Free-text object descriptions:
• • • • • • •
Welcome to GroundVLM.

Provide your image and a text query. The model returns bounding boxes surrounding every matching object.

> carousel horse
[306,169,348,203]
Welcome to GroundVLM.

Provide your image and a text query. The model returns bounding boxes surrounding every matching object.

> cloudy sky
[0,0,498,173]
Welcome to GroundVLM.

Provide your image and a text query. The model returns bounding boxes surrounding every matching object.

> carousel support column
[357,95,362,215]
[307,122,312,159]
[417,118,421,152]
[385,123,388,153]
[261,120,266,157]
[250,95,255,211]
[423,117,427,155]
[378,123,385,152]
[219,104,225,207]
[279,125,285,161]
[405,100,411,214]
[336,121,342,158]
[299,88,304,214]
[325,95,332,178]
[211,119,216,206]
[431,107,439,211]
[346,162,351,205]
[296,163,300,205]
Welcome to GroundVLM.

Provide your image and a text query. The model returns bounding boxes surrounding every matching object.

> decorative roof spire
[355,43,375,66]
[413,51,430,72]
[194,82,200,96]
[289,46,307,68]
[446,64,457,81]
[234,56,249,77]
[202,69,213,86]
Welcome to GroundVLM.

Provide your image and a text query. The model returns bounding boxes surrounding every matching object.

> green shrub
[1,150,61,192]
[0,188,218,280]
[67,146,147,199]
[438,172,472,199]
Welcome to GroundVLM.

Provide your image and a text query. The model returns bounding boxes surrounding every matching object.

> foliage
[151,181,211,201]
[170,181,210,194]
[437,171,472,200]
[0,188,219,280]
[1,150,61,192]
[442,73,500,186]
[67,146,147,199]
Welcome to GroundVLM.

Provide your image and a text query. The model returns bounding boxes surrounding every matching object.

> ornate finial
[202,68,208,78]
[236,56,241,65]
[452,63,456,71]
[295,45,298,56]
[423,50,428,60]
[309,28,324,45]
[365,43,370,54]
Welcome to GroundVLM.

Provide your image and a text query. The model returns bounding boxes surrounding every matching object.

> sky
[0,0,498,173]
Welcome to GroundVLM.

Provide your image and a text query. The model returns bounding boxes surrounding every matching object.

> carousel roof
• • • • • • •
About this exercise — The full set of records is to be written out once more, word for word.

Exercise response —
Welcome to GroundVLM.

Provide your image and a text query. The model returns bounding boxes surrounding every matching object.

> carousel horse
[306,169,348,203]
Welcome to GroundVLM.

Provide your image and a text query. The model returns bounding boxes surrounding every matching object.

> cloudy sky
[0,0,498,173]
Welcome to GroundVLM.

Provide your image and a text query. The model returns bounding boxes surrounding every matching object.

> carousel support column
[357,95,362,215]
[307,122,312,159]
[417,118,421,152]
[385,123,388,153]
[261,120,266,157]
[250,95,255,211]
[423,117,427,155]
[378,123,385,152]
[219,104,225,207]
[279,125,285,161]
[405,100,411,214]
[336,121,342,158]
[299,88,304,214]
[325,95,332,178]
[211,119,216,206]
[431,107,439,211]
[346,162,351,205]
[296,163,300,205]
Welcome to GroundVLM.

Provide your image and a text query. The model returns bounding boxes surrounding every matching object.

> decorative roof spire
[355,43,375,66]
[413,51,430,72]
[194,82,200,96]
[289,46,307,68]
[446,64,457,81]
[234,56,249,77]
[202,69,213,86]
Welcome to GroundVLM.

Provide your image and a text query. The model returns bounding boxes surrounding every matching object.

> green shrub
[1,150,61,192]
[0,188,218,280]
[67,146,147,199]
[438,172,472,199]
Welcome to GroundVLM.

Provide your image and a text query. The model returns bounding boxes surrounding every matching object.

> foliage
[151,181,211,201]
[170,181,210,194]
[437,171,472,200]
[0,188,219,280]
[1,150,61,192]
[442,73,500,186]
[67,146,147,199]
Welcome to GroundVLM.

Provide your image and a text query. The model returns bounding boxes surrounding every matching object.

> ornate finial
[202,68,208,78]
[236,56,241,65]
[452,63,456,71]
[295,45,298,56]
[423,50,428,60]
[309,28,324,45]
[365,43,370,54]
Welcome to GroundVLM.

Provide your image and a text query. The model returns bounding boxes surrounding every matching object.

> sky
[0,0,498,173]
Welcome to GroundVLM.

Provide your image and a text query. The model returns bounding boxes surrounding every matching object.

> carousel roof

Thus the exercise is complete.